Reproduce the records below in full and exactly, without their images.
* Start Material for this exercise *
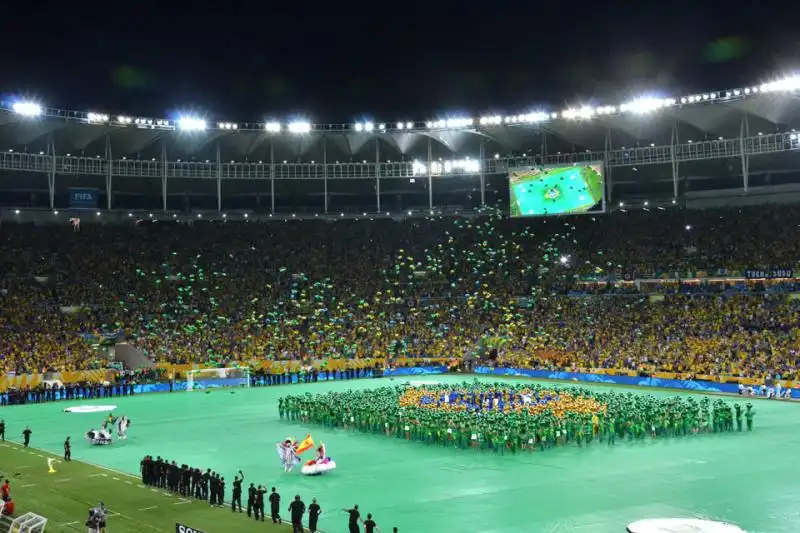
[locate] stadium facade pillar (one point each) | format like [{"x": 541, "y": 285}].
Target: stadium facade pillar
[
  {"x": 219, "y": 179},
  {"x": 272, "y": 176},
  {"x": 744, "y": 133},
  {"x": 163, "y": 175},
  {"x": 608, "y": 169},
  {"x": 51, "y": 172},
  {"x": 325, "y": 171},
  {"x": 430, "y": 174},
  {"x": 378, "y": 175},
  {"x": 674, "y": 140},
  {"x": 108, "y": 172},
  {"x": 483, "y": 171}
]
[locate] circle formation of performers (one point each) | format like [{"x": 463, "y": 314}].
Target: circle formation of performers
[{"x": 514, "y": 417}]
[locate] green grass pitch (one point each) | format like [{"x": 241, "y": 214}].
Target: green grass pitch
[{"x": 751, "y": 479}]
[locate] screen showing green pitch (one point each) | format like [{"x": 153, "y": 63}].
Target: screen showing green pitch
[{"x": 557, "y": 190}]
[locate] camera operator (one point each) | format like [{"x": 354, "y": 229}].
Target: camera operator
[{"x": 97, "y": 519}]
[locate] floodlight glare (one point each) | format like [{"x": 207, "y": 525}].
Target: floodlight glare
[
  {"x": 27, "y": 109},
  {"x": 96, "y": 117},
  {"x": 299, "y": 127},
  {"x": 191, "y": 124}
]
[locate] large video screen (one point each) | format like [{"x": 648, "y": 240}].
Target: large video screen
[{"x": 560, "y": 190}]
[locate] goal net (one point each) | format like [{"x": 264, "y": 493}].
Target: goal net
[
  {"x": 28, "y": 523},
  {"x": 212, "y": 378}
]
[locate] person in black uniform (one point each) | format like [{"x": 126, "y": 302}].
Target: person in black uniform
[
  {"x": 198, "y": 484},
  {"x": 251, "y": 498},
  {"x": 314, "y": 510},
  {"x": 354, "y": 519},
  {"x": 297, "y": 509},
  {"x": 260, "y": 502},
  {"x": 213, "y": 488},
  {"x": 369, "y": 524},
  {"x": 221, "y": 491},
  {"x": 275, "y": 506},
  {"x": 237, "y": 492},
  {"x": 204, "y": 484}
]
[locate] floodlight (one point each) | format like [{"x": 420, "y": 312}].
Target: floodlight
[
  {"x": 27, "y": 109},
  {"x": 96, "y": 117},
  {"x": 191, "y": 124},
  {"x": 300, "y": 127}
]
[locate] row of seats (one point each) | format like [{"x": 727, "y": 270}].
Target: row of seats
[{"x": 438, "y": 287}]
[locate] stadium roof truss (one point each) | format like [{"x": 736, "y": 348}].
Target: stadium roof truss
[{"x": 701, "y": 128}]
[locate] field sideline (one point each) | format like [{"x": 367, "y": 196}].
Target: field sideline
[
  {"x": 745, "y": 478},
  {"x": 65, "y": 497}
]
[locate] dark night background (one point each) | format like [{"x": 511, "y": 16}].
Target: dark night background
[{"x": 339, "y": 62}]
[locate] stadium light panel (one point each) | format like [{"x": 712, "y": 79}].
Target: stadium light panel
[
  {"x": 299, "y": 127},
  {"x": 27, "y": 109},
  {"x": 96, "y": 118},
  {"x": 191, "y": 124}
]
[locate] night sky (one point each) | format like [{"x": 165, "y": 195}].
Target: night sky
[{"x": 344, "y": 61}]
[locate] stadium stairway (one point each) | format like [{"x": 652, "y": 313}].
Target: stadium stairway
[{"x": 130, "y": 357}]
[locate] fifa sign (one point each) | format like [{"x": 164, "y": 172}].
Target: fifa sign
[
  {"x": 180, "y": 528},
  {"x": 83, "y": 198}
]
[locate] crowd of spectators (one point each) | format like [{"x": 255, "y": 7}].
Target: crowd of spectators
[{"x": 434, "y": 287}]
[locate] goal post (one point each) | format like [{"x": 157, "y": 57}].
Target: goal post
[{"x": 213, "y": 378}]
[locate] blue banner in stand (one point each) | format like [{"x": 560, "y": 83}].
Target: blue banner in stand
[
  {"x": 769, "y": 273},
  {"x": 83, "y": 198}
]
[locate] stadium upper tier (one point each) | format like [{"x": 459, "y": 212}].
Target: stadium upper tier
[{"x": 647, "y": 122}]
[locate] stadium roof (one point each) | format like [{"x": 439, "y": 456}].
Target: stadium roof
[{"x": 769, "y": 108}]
* End Material for this exercise *
Written response:
[locate] stadium facade pillar (one point each) | format like [{"x": 541, "y": 285}].
Target: stadium facade pillar
[
  {"x": 219, "y": 179},
  {"x": 272, "y": 176},
  {"x": 744, "y": 133},
  {"x": 163, "y": 175},
  {"x": 608, "y": 169},
  {"x": 51, "y": 172},
  {"x": 325, "y": 171},
  {"x": 430, "y": 174},
  {"x": 378, "y": 175},
  {"x": 674, "y": 140},
  {"x": 108, "y": 172},
  {"x": 483, "y": 171}
]
[locate] circle formation of performers (one point each) | format like [{"x": 463, "y": 314}].
Target: circle formation of performers
[{"x": 514, "y": 417}]
[locate] green grass pitch (one point each) | format like [{"x": 241, "y": 214}].
Target: green grass pitch
[{"x": 751, "y": 479}]
[locate] screen showing green pitch (one point each) | format like [{"x": 153, "y": 63}].
Target: screen showing green pitch
[{"x": 557, "y": 190}]
[locate] camera operator (one point each) | format like [{"x": 354, "y": 229}].
Target: camera operator
[{"x": 97, "y": 519}]
[locate] floodlight glare (one point each) | format like [{"x": 207, "y": 525}].
Target: floodlight glare
[
  {"x": 27, "y": 109},
  {"x": 96, "y": 117},
  {"x": 299, "y": 127},
  {"x": 191, "y": 124}
]
[locate] large video screen (one point each) | format like [{"x": 648, "y": 240}].
Target: large video screen
[{"x": 560, "y": 190}]
[locate] goal net (one point each) | format like [{"x": 264, "y": 493}].
Target: goal net
[
  {"x": 28, "y": 523},
  {"x": 212, "y": 378}
]
[locate] person in black uniform (one point each) | format like [{"x": 126, "y": 302}].
Target: person in black uniform
[
  {"x": 198, "y": 484},
  {"x": 251, "y": 498},
  {"x": 314, "y": 510},
  {"x": 354, "y": 519},
  {"x": 297, "y": 509},
  {"x": 260, "y": 502},
  {"x": 213, "y": 488},
  {"x": 369, "y": 524},
  {"x": 221, "y": 491},
  {"x": 275, "y": 506},
  {"x": 237, "y": 492},
  {"x": 204, "y": 484}
]
[locate] floodlight (one point each) | format like [{"x": 420, "y": 312}].
Target: floodlight
[
  {"x": 27, "y": 109},
  {"x": 96, "y": 117},
  {"x": 191, "y": 124},
  {"x": 300, "y": 127}
]
[locate] row of seats (one point each) | format like [{"x": 727, "y": 270}].
Target: row of seats
[{"x": 438, "y": 287}]
[locate] stadium roof truss (one point each) | format like [{"x": 736, "y": 348}].
Target: stadium roof truss
[{"x": 701, "y": 128}]
[locate] field sideline (one point each) | format like [{"x": 367, "y": 196}].
Target: field sideline
[
  {"x": 745, "y": 478},
  {"x": 65, "y": 497}
]
[locate] dark night background (one point each) | format like [{"x": 511, "y": 16}].
Target: dark night background
[{"x": 339, "y": 62}]
[locate] stadium light panel (one point each) | format like [{"x": 712, "y": 79}].
Target: stadium light panel
[
  {"x": 299, "y": 127},
  {"x": 27, "y": 109},
  {"x": 96, "y": 118},
  {"x": 191, "y": 124}
]
[locate] night sky (one point each) | format like [{"x": 165, "y": 195}].
Target: night sky
[{"x": 344, "y": 61}]
[locate] stadium stairway (one point each) | format like [{"x": 652, "y": 313}].
Target: stadium stairway
[{"x": 130, "y": 357}]
[locate] fifa sign (one point each) | format like [{"x": 164, "y": 172}].
Target: fifa sign
[
  {"x": 180, "y": 528},
  {"x": 83, "y": 198}
]
[locate] crowd of spectators (one point each) | format like [{"x": 255, "y": 7}].
Target: crowd of spectators
[{"x": 434, "y": 287}]
[locate] goal post (one point each) | format like [{"x": 157, "y": 57}].
Target: goal post
[{"x": 213, "y": 378}]
[locate] blue banner in stand (one point each) | format like [{"x": 560, "y": 83}].
Target: blue banner in stand
[
  {"x": 769, "y": 273},
  {"x": 83, "y": 198}
]
[locate] stadium upper tier (one point each) | format like [{"x": 459, "y": 212}].
Target: stadium upper tier
[{"x": 647, "y": 122}]
[locate] stadium roof (one point each) | format like [{"x": 439, "y": 456}].
Target: stadium roof
[{"x": 769, "y": 108}]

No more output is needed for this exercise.